• _Exercise brief_
Produce an exact copy of the lines from the line containing "positive clicks: (207, 265)" through the last line of the entries below, and only those lines.

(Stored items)
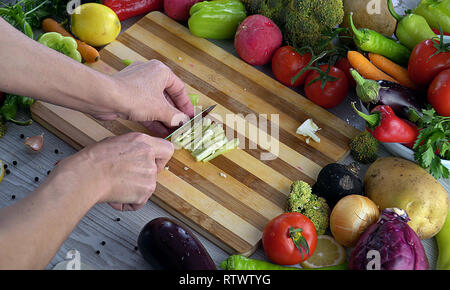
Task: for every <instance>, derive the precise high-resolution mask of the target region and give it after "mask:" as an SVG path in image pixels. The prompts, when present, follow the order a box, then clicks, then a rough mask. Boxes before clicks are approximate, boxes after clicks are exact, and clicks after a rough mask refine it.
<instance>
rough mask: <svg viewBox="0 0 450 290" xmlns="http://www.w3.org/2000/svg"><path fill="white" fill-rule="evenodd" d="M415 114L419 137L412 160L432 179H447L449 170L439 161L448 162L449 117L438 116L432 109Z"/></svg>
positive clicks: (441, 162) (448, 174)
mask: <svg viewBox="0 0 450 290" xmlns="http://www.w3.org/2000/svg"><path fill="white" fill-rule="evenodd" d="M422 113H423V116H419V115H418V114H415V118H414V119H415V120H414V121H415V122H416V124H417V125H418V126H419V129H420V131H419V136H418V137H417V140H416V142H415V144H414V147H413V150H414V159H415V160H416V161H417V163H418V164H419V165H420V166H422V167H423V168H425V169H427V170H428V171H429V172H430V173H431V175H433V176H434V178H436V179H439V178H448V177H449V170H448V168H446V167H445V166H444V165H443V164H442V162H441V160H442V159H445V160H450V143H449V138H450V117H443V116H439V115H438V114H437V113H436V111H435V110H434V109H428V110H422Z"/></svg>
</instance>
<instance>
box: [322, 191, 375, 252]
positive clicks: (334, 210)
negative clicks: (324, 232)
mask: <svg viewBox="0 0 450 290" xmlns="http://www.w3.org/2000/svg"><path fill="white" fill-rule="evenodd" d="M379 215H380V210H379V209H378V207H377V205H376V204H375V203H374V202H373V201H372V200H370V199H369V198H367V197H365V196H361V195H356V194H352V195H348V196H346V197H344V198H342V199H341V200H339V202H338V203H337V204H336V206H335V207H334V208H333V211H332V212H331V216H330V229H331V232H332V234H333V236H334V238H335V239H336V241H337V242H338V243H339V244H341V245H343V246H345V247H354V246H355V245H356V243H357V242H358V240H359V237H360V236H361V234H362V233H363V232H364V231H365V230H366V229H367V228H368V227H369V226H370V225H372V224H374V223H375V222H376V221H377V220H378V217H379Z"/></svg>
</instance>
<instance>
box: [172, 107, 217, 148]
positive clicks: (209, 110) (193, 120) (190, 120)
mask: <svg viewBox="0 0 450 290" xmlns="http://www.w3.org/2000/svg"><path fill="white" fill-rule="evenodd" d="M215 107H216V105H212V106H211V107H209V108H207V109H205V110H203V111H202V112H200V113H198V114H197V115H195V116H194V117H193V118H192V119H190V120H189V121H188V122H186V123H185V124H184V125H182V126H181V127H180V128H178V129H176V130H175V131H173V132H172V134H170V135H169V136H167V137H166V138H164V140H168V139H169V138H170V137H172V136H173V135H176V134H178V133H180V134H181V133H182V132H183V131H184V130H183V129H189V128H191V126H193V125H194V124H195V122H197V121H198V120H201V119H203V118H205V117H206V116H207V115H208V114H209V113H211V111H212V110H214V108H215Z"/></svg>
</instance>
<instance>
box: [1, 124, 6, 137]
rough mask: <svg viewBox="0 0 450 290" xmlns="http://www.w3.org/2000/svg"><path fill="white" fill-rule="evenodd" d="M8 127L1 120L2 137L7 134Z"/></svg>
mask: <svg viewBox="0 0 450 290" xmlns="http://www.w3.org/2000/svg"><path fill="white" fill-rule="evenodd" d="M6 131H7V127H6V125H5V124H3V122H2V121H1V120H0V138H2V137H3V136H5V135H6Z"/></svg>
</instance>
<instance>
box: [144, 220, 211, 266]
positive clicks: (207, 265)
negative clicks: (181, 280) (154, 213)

• _Exercise response_
positive clicks: (207, 265)
negative clicks: (181, 280) (154, 213)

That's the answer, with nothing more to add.